Page text:
For decades following the Soviet collapse, many international observers spoke favorably of the “civilized” divorce between Russia and Ukraine. They often identified Crimea in particular as a success story, noting the absence of violent conflict and praising the compromises that made it possible to manage the return of the Crimean Tatars from Soviet exile along with the division of the Black Sea Fleet.

The true picture of Crimea in the 1990s is not quite so rosy. While open conflict was indeed avoided, the volatile political debates that raged over the future of the peninsula highlighted the continued strength of imperial sentiment in the supposedly democratic and pro-Western Russia of the Boris Yeltsin era. Russian politicians agitated against Ukraine over the issue of Crimea throughout the 1990s and were often accused of fueling separatist movements on the peninsula. As Paul D’Anieri noted in his 2019 book Ukraine and Russia: From Civilized Divorce to Uncivil War, “Even many Russian liberals who accepted Ukraine’s independence believed that Crimea, Sevastopol, and the Black Sea Fleet were Russian.”

Bounding-box records:
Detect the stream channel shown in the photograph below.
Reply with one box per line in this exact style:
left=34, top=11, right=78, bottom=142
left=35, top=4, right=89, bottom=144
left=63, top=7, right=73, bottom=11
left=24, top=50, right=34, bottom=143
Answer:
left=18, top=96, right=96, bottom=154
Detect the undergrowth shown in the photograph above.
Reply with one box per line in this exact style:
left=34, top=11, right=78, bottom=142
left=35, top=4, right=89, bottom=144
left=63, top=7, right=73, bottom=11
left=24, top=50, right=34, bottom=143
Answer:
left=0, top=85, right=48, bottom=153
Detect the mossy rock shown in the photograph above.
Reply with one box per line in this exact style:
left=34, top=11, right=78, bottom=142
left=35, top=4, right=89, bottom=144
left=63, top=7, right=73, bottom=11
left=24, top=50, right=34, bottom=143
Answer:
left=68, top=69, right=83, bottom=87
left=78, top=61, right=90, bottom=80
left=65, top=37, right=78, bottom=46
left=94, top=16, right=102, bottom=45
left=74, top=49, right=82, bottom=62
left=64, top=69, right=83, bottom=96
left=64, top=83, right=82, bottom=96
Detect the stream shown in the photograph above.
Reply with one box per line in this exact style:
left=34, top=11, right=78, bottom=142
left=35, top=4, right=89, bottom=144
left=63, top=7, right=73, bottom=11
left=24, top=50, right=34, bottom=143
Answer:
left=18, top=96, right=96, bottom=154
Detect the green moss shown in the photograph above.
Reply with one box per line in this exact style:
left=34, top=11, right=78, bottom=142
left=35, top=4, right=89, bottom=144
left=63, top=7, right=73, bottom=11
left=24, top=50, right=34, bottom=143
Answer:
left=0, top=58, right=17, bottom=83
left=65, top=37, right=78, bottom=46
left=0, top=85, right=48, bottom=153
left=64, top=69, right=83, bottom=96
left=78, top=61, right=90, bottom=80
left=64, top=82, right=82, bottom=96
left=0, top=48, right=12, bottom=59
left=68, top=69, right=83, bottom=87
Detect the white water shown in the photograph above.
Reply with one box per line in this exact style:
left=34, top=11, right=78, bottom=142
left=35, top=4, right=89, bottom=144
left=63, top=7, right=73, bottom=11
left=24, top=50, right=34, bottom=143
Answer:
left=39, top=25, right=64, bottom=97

Task objective:
Can you write out the whole passage on post-Soviet Crimea, word for word?

The response:
For decades following the Soviet collapse, many international observers spoke favorably of the “civilized” divorce between Russia and Ukraine. They often identified Crimea in particular as a success story, noting the absence of violent conflict and praising the compromises that made it possible to manage the return of the Crimean Tatars from Soviet exile along with the division of the Black Sea Fleet.

The true picture of Crimea in the 1990s is not quite so rosy. While open conflict was indeed avoided, the volatile political debates that raged over the future of the peninsula highlighted the continued strength of imperial sentiment in the supposedly democratic and pro-Western Russia of the Boris Yeltsin era. Russian politicians agitated against Ukraine over the issue of Crimea throughout the 1990s and were often accused of fueling separatist movements on the peninsula. As Paul D’Anieri noted in his 2019 book Ukraine and Russia: From Civilized Divorce to Uncivil War, “Even many Russian liberals who accepted Ukraine’s independence believed that Crimea, Sevastopol, and the Black Sea Fleet were Russian.”